▶ **Article**
---+---

I have to calculate the roots of the equation $x^3 + x^2 -3x -3 = 0$ in the interval $[1,2]$ using linear interpolation to six decimal places, by hand.
Now I know this is trivial in excel, but when doing it by hand it becomes very tedious. Is there a quicker way to do this using a calculator?
Bearing in mind I have to show some working to get marks, so it can't just be a plug in and press enter type of method.
I can not use any Ti calculators, I only have access to scientific casio calculators.
Any help would be appreciated, thanks.
So there are two key insights here.
Given $x^3 + x^2 - 3x - 3$ it is natural to ask if there are any 'obvious' factors. The way to find this is to remove common factors from the first 2 terms and last two terms and see if something in common is found:
$$x^2(x + 1) - 3(x+1)$$
Sure enough there is something in common and therefore we immediately know that the polynomial can be factored into:
$$(x+1)(x^2-3)$$
The second factor is clearly a difference of squares and therefore can itself be factored into
$$(x+1)(x - \sqrt{3})(x + \sqrt{3})$$
Thus the three solutions are $x = -1, \sqrt{3}, -\sqrt{3}$. Now to get their numerical values successive guess and checks can be useful. (ex: 1^2 < 3, 2^2 > 3, 1.5^2 < 3, 1.75^2 > 3, slowly converges to the correct value for $\sqrt{3}$)

---+---

▶ **Data excerpt**
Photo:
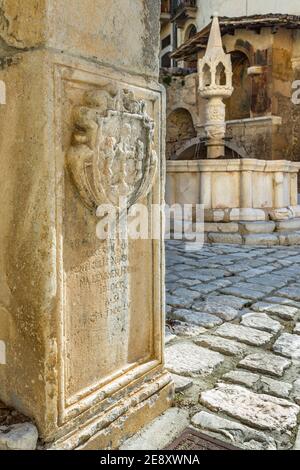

---+---

▶ **Problems to work on**
**1.** In the cubic equation thread, what kind of calculators does the person asking have access to?
**2.** Please extend the cubic equation thread, picking up right after its last sentence.
The data comes from a separate source.

▶ **Results for the exercise**
**1.** Only scientific Casio calculators.

**2.**
There is a trick known as Newton's Method that may be of interest to you (it finds zeroes)
Which basically states that the next closest approximation for a solution to
$$f(x) = 0$$
is given by:
$$x_{n+1} = x_n - \frac{f'(x_n)}{f(x_n)}$$
Where $f'(x)$ is the derivative of the function $f(x)$. So for our purposes we then get the formula
$$x_{n+1}= x_n - \frac{3x^2 + 2x - 3}{x^3 + x^2 - 3x - 3}$$
Which allows to take a random test point of choice $x_0$ and successively apply this formula until it we get something sufficiently close to one of our target zeroes.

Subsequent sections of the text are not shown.